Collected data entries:
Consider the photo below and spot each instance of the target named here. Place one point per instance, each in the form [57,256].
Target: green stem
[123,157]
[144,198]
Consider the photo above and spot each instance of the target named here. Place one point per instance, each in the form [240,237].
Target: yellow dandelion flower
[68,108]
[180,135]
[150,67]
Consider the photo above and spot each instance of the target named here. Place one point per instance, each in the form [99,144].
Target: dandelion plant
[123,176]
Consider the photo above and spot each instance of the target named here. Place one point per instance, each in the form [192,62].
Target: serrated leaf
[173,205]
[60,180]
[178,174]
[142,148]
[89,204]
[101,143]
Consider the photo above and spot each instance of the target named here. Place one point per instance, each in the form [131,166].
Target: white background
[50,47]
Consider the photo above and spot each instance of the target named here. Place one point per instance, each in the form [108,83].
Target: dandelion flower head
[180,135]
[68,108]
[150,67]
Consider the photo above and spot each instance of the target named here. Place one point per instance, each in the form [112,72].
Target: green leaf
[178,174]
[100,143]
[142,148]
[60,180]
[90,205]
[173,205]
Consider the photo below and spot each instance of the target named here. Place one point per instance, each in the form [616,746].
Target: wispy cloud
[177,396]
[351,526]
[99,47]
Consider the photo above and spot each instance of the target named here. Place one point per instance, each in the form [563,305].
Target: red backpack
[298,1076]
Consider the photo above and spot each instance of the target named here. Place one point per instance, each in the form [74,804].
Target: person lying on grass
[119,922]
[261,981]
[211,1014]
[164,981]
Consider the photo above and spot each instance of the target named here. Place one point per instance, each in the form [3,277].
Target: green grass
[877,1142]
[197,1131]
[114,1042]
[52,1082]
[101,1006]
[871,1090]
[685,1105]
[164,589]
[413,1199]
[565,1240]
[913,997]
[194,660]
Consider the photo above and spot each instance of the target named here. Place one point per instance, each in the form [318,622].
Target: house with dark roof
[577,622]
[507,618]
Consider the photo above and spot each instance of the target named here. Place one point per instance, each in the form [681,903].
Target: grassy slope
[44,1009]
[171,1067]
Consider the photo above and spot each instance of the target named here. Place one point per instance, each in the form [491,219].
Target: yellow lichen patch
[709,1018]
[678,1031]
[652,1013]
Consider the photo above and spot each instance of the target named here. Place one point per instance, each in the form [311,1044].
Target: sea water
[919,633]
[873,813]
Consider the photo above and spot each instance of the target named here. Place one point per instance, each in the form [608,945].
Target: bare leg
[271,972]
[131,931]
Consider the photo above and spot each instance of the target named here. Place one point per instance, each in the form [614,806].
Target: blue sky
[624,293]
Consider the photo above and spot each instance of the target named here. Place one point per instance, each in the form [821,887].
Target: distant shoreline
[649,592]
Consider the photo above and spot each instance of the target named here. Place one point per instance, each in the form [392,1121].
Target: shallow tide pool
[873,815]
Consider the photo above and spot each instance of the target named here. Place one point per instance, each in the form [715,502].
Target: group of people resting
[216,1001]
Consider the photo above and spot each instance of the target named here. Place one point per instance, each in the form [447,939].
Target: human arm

• TASK TO COMPLETE:
Your task is to print the whole listing again exactly.

• FINISHED TASK:
Consider the photo below and spot each instance of the target named here. Place one point per instance, each in the form [57,256].
Target: green stem
[123,157]
[144,198]
Consider the photo above and spot each instance of the target named here. Place one point per instance, each in the form [240,237].
Target: yellow dandelion flower
[68,108]
[180,135]
[150,67]
Consider the photo above and spot each instance of the target named here. Place one point per instance, each in the form [99,144].
Target: dandelion plant
[123,176]
Consider the photo above and spot each instance of the target named here. Place one point per instance, each in the form [192,62].
Target: serrated leaf
[173,205]
[60,180]
[178,174]
[142,148]
[89,204]
[101,143]
Consider the photo above and spot each instance of the target named here. Place one point per instance, each in the form [131,166].
Target: white background
[50,47]
Consider the photo above and spot each instance of the target named here. Place one point per instance, each in the form [108,83].
Target: dandelion flower head
[180,135]
[68,108]
[150,67]
Consider the photo above and spot each instance of the target named here. Place one point per instance, each in the form [112,72].
Target: green leaf
[178,174]
[100,143]
[142,148]
[60,180]
[90,205]
[173,205]
Consider the photo below and spot each instance of the target named here. Place one point per instance, each in the form [616,746].
Target: wispy cloud
[177,396]
[351,526]
[99,47]
Consider the photo above and spot each instance of the target named here. Place one point per instance, each in the form [563,305].
Target: red backpack
[298,1076]
Consider the photo above and spot each instance of the target named here. Place one point per instance, each in the form [74,804].
Target: person lying on grass
[119,922]
[261,981]
[211,1014]
[164,981]
Consider the photo above and spot each instance of the target named here. Place one point per instance, each in the form [3,277].
Target: green grass
[877,1142]
[197,1131]
[114,1042]
[52,1082]
[101,1006]
[871,1090]
[685,1105]
[164,589]
[413,1199]
[565,1240]
[913,997]
[194,660]
Consider the photo above and spot each instance of the target named here. Place one point per instance, each in the form [318,622].
Target: house with dark roof
[577,622]
[507,618]
Consider the photo above and spot each instance of the target named here. Place one point per instance, each in the form [681,903].
Target: grassy slope
[44,1009]
[171,1067]
Consider the photo above and spot each instance of the target named here. Place one point per instance, each in the form [491,219].
Target: yellow lichen patch
[709,1018]
[678,1031]
[652,1013]
Consider the photo above and spot each instance of the target named here. Place one point per instance, each in the form [311,1044].
Target: sea water
[919,633]
[873,813]
Consider the photo above and spot each instance of the target named here. Place one point per instance, each in the form [608,945].
Target: bare leg
[271,972]
[131,931]
Consider the photo above and spot each instance of the target named here. Place one point per instance, each in the form [614,806].
Target: blue sky
[624,293]
Consider the photo above and spot each instance of the target named here. Place one point per instance, each in the form [821,887].
Target: distant shoreline
[649,592]
Consider the photo above and spot each instance of the target named here. Place one point per instance, each in the form [392,1121].
Target: shallow tide pool
[873,815]
Consider the photo above and spot each instance of the target named here. Place one point per instance, each in the form [715,502].
Target: group of people resting
[216,1001]
Consider the photo above and spot each instance of the target named here. Place one point per instance, each in the form [447,939].
Target: human arm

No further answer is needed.